* ENTRIES PROVIDED
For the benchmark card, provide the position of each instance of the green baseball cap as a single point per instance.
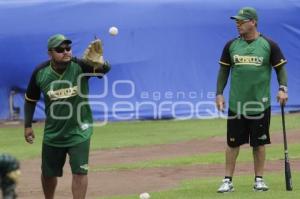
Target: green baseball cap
(55, 40)
(246, 13)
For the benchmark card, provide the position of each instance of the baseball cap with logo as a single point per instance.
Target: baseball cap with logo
(246, 13)
(56, 40)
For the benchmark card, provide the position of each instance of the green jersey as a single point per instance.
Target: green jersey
(251, 65)
(68, 114)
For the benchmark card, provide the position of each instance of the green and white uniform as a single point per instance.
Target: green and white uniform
(68, 114)
(251, 65)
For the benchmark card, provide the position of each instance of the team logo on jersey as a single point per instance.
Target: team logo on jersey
(248, 60)
(62, 93)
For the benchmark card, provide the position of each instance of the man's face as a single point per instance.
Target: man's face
(61, 54)
(245, 26)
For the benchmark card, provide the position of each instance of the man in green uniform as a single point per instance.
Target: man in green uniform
(63, 81)
(249, 58)
(9, 175)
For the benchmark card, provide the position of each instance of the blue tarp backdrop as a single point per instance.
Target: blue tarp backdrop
(164, 59)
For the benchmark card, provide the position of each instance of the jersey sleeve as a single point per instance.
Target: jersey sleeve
(225, 59)
(33, 91)
(276, 58)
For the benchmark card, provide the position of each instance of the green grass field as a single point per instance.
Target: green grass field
(128, 134)
(145, 133)
(206, 189)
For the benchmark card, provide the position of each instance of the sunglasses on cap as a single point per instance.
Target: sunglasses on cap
(241, 22)
(61, 49)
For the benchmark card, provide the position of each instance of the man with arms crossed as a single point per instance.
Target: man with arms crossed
(250, 58)
(63, 80)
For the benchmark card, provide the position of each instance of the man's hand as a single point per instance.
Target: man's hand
(93, 55)
(14, 175)
(29, 135)
(282, 97)
(220, 102)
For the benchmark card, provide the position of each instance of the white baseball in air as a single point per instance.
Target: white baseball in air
(144, 195)
(113, 31)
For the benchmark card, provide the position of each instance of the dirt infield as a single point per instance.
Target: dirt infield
(140, 180)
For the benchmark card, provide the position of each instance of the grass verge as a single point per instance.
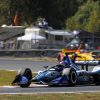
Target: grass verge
(6, 78)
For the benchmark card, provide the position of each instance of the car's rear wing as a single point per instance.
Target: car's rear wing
(88, 62)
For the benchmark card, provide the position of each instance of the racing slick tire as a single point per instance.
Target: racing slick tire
(72, 76)
(28, 74)
(96, 79)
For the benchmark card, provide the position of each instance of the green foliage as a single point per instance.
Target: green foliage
(86, 18)
(80, 14)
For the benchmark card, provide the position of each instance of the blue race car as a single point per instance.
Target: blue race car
(59, 75)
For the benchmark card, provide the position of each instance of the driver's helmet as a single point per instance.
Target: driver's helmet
(64, 64)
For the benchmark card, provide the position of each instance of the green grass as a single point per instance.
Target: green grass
(6, 78)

* TASK
Recast all of the material above as a Markdown table with the columns "Row" and "Text", giving each line its own numbered row. Skip blank lines and leave out the pictures.

* ANSWER TO THIS TASK
| Row | Text |
|---|---|
| 1 | For the benchmark card, provide the position of each instance of the green baseball cap as a single point per instance. |
| 2 | Target: green baseball cap |
| 3 | (55, 40) |
| 4 | (246, 13) |
| 5 | For the benchmark card, provide the position of each instance of the baseball cap with logo as a single point per instance. |
| 6 | Target: baseball cap with logo |
| 7 | (246, 13) |
| 8 | (56, 40) |
| 9 | For the benchmark card, provide the position of each instance of the green jersey as a single point per instance. |
| 10 | Target: green jersey |
| 11 | (251, 65) |
| 12 | (68, 114) |
| 13 | For the benchmark card, provide the position of each instance of the green and white uniform as a single point per instance. |
| 14 | Target: green and white uniform |
| 15 | (68, 114) |
| 16 | (251, 65) |
| 17 | For the benchmark card, provide the position of each instance of the team logo on jersey as a single point per instance. |
| 18 | Target: team logo on jersey |
| 19 | (248, 60) |
| 20 | (62, 93) |
| 21 | For the benchmark card, provide the position of each instance of the man's face as a single point per instance. |
| 22 | Target: man's face |
| 23 | (61, 54) |
| 24 | (245, 26) |
| 25 | For the benchmark card, provide the position of each instance of the man in green uniform as a single point per instance. |
| 26 | Target: man in green uniform |
| 27 | (63, 81) |
| 28 | (249, 58) |
| 29 | (9, 175) |
| 30 | For the benchmark card, provide the position of each instance of the blue tarp backdrop as a single point per instance. |
| 31 | Target: blue tarp backdrop |
| 32 | (164, 59) |
| 33 | For the benchmark card, provide the position of each instance of the jersey sleeve as a single point per instance. |
| 34 | Target: jersey sleeve |
| 35 | (225, 59) |
| 36 | (33, 91) |
| 37 | (276, 58) |
| 38 | For the benchmark card, provide the position of each instance of the green grass field as a single point per instance. |
| 39 | Target: green grass field |
| 40 | (128, 134) |
| 41 | (145, 133) |
| 42 | (206, 189) |
| 43 | For the benchmark card, provide the position of each instance of the sunglasses on cap as a single point per instance. |
| 44 | Target: sunglasses on cap |
| 45 | (241, 22) |
| 46 | (61, 49) |
| 47 | For the benchmark card, provide the position of each instance of the man with arms crossed as a single point per instance. |
| 48 | Target: man with arms crossed |
| 49 | (250, 58) |
| 50 | (63, 80) |
| 51 | For the benchmark card, provide the position of each instance of the man's hand as a single point per instance. |
| 52 | Target: man's hand |
| 53 | (93, 55) |
| 54 | (14, 175) |
| 55 | (29, 135) |
| 56 | (282, 97) |
| 57 | (220, 102) |
| 58 | For the benchmark card, provide the position of each instance of the white baseball in air as a single point per instance. |
| 59 | Target: white baseball in air |
| 60 | (144, 195) |
| 61 | (113, 31) |
| 62 | For the benchmark card, provide the position of each instance of the dirt infield as a single point per instance. |
| 63 | Target: dirt infield |
| 64 | (140, 180) |
| 65 | For the benchmark card, provide the position of each instance of the grass verge as a single point per instance. |
| 66 | Target: grass verge |
| 67 | (6, 78) |
| 68 | For the benchmark card, provide the position of each instance of the car's rear wing as a single point per instance. |
| 69 | Target: car's rear wing |
| 70 | (88, 62) |
| 71 | For the benchmark card, provide the position of each instance of the racing slick tire as a single point per instance. |
| 72 | Target: racing slick tire |
| 73 | (72, 76) |
| 74 | (28, 74) |
| 75 | (96, 79) |
| 76 | For the benchmark card, provide the position of each instance of the green foliage as a single point per instance. |
| 77 | Target: green foliage |
| 78 | (86, 18) |
| 79 | (80, 14) |
| 80 | For the benchmark card, provide the position of each instance of the blue race car as a single point per instance. |
| 81 | Target: blue race car |
| 82 | (59, 75) |
| 83 | For the benchmark card, provide the position of each instance of the driver's helmet as a single point per instance. |
| 84 | Target: driver's helmet |
| 85 | (64, 64) |
| 86 | For the benchmark card, provide the position of each instance of the green grass as a single point per instance. |
| 87 | Target: green grass |
| 88 | (6, 78) |